**EXERCISE INSTRUCTIONS**.
How many of the rows below contain the word "panel"? Reply with the number only.

**RECORD EXCERPTS**.
>> Start

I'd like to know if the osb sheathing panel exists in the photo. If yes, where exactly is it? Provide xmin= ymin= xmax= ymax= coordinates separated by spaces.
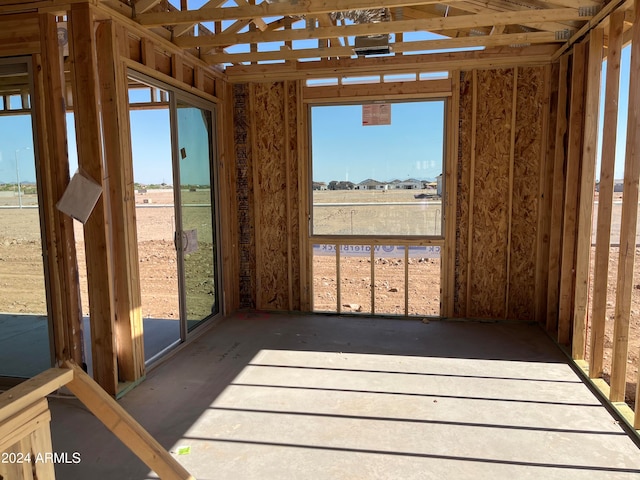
xmin=467 ymin=69 xmax=514 ymax=318
xmin=286 ymin=82 xmax=301 ymax=310
xmin=251 ymin=82 xmax=291 ymax=310
xmin=453 ymin=72 xmax=473 ymax=317
xmin=507 ymin=67 xmax=545 ymax=320
xmin=233 ymin=84 xmax=256 ymax=308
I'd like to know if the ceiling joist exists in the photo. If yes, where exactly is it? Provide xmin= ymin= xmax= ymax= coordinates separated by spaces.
xmin=175 ymin=8 xmax=590 ymax=48
xmin=202 ymin=32 xmax=564 ymax=64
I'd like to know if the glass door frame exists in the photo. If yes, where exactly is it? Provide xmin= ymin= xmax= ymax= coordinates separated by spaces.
xmin=167 ymin=87 xmax=222 ymax=342
xmin=0 ymin=55 xmax=56 ymax=372
xmin=125 ymin=68 xmax=224 ymax=344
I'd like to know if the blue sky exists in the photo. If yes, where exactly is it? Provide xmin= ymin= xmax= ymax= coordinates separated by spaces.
xmin=311 ymin=100 xmax=444 ymax=183
xmin=0 ymin=6 xmax=630 ymax=188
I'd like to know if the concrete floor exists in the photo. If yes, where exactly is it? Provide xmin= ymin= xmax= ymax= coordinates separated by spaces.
xmin=51 ymin=313 xmax=640 ymax=480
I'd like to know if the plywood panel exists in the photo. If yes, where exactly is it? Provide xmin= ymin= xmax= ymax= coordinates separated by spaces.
xmin=467 ymin=70 xmax=514 ymax=318
xmin=233 ymin=84 xmax=256 ymax=308
xmin=535 ymin=63 xmax=560 ymax=325
xmin=285 ymin=82 xmax=302 ymax=310
xmin=507 ymin=67 xmax=545 ymax=320
xmin=251 ymin=82 xmax=289 ymax=310
xmin=453 ymin=72 xmax=473 ymax=317
xmin=69 ymin=4 xmax=118 ymax=395
xmin=545 ymin=55 xmax=569 ymax=333
xmin=558 ymin=43 xmax=586 ymax=344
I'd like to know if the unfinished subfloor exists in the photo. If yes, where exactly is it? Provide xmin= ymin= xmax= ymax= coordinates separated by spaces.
xmin=51 ymin=312 xmax=640 ymax=480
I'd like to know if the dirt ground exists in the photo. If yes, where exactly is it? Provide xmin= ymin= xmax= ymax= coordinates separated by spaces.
xmin=0 ymin=187 xmax=640 ymax=403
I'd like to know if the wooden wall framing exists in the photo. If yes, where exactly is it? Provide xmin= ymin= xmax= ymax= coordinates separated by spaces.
xmin=454 ymin=66 xmax=550 ymax=320
xmin=0 ymin=1 xmax=230 ymax=395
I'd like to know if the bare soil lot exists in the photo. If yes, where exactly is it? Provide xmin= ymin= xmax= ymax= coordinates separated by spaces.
xmin=0 ymin=191 xmax=640 ymax=403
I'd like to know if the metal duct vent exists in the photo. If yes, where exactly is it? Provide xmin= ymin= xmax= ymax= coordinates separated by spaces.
xmin=353 ymin=34 xmax=391 ymax=57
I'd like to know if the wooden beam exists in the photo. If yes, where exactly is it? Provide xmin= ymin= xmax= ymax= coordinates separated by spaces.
xmin=226 ymin=45 xmax=555 ymax=83
xmin=304 ymin=78 xmax=452 ymax=102
xmin=441 ymin=70 xmax=460 ymax=317
xmin=96 ymin=20 xmax=145 ymax=382
xmin=571 ymin=28 xmax=604 ymax=360
xmin=33 ymin=14 xmax=83 ymax=363
xmin=609 ymin=0 xmax=640 ymax=404
xmin=65 ymin=362 xmax=195 ymax=480
xmin=0 ymin=368 xmax=73 ymax=423
xmin=216 ymin=82 xmax=240 ymax=315
xmin=504 ymin=67 xmax=518 ymax=318
xmin=69 ymin=4 xmax=118 ymax=395
xmin=133 ymin=0 xmax=161 ymax=14
xmin=170 ymin=0 xmax=238 ymax=38
xmin=534 ymin=65 xmax=559 ymax=325
xmin=553 ymin=0 xmax=632 ymax=60
xmin=202 ymin=32 xmax=561 ymax=64
xmin=0 ymin=397 xmax=50 ymax=456
xmin=296 ymin=81 xmax=312 ymax=312
xmin=589 ymin=11 xmax=625 ymax=378
xmin=174 ymin=8 xmax=589 ymax=48
xmin=464 ymin=70 xmax=478 ymax=316
xmin=444 ymin=0 xmax=571 ymax=33
xmin=558 ymin=39 xmax=586 ymax=345
xmin=546 ymin=55 xmax=569 ymax=334
xmin=136 ymin=0 xmax=450 ymax=26
xmin=247 ymin=84 xmax=264 ymax=309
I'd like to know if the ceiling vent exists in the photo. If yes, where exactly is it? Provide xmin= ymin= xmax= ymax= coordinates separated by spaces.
xmin=353 ymin=34 xmax=391 ymax=57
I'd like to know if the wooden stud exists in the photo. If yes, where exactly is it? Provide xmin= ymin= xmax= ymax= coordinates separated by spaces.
xmin=171 ymin=53 xmax=184 ymax=82
xmin=69 ymin=3 xmax=118 ymax=395
xmin=216 ymin=83 xmax=240 ymax=314
xmin=282 ymin=81 xmax=296 ymax=311
xmin=23 ymin=420 xmax=56 ymax=480
xmin=33 ymin=14 xmax=83 ymax=363
xmin=336 ymin=243 xmax=342 ymax=313
xmin=369 ymin=245 xmax=376 ymax=315
xmin=296 ymin=81 xmax=313 ymax=311
xmin=174 ymin=8 xmax=589 ymax=48
xmin=404 ymin=246 xmax=409 ymax=317
xmin=545 ymin=55 xmax=569 ymax=334
xmin=465 ymin=70 xmax=478 ymax=316
xmin=571 ymin=28 xmax=604 ymax=360
xmin=65 ymin=362 xmax=194 ymax=480
xmin=589 ymin=11 xmax=625 ymax=378
xmin=504 ymin=67 xmax=518 ymax=318
xmin=558 ymin=43 xmax=586 ymax=345
xmin=609 ymin=0 xmax=640 ymax=404
xmin=0 ymin=368 xmax=73 ymax=423
xmin=140 ymin=37 xmax=156 ymax=70
xmin=441 ymin=70 xmax=460 ymax=317
xmin=96 ymin=21 xmax=145 ymax=382
xmin=534 ymin=64 xmax=559 ymax=325
xmin=225 ymin=45 xmax=554 ymax=83
xmin=248 ymin=84 xmax=264 ymax=309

>> End

**FINISHED TASK**.
2